Set exercise:
Arrange the items below as a Markdown table with the columns Row and Line, giving each line a row number and leaving out blank lines. Begin at the line that has "Note: in this practice we tag every instance of the ceiling" and stop after the line that has "Note: in this practice we tag every instance of the sheer".

Task data:
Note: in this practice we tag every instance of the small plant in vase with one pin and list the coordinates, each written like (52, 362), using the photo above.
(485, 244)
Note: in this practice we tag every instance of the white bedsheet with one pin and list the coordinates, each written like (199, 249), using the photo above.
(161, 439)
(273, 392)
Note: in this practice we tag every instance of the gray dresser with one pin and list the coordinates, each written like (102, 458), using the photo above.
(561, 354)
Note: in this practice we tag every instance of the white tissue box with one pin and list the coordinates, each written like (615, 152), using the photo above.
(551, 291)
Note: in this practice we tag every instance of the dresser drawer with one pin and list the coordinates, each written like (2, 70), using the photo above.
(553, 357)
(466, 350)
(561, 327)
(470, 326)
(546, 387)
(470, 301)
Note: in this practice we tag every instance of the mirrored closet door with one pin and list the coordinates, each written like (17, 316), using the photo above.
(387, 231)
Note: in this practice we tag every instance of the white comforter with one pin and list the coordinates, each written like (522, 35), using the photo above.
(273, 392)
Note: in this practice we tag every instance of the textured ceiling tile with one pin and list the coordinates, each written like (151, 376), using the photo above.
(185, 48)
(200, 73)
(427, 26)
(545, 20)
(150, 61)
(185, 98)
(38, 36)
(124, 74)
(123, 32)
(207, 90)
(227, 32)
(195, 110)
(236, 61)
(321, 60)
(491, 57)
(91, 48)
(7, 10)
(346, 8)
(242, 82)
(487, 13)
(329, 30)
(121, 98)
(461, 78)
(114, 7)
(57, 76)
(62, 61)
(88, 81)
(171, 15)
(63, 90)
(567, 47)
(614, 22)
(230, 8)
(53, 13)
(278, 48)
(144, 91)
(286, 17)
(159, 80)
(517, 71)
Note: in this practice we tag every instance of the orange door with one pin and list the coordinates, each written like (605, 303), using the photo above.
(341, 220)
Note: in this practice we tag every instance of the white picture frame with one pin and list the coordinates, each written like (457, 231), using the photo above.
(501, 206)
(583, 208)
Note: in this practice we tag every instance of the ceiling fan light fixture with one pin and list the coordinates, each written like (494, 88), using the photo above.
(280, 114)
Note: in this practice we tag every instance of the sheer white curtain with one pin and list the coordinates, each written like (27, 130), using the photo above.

...

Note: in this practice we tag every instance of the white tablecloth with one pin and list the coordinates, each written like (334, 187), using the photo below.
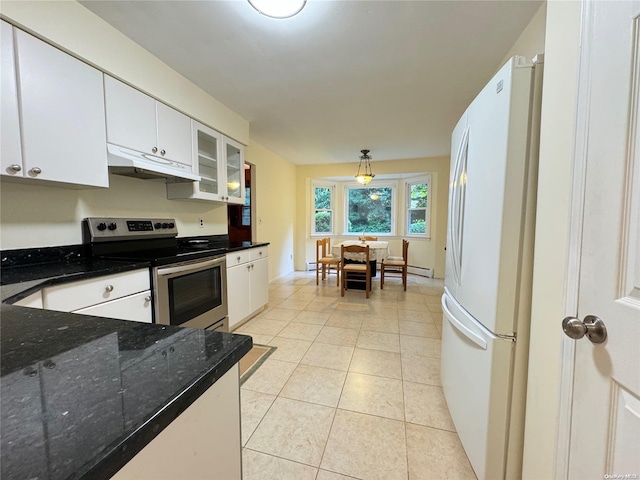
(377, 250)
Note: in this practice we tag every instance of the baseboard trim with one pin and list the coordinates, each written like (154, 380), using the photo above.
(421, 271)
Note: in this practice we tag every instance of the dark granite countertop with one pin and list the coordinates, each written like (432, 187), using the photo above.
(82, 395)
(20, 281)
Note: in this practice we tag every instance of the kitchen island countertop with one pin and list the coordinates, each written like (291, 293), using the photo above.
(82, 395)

Finished task:
| Row | Line |
|---|---|
| 1 | Note: in this practice we tag every instance of the ceiling fan light fixture with one pin and list the coordinates, each written like (494, 88), using the photo above. |
| 2 | (280, 114) |
| 3 | Note: in this practice we tag every instance of the sheer white curtain with one pin and list the coordinates, each written like (27, 130), using the photo above. |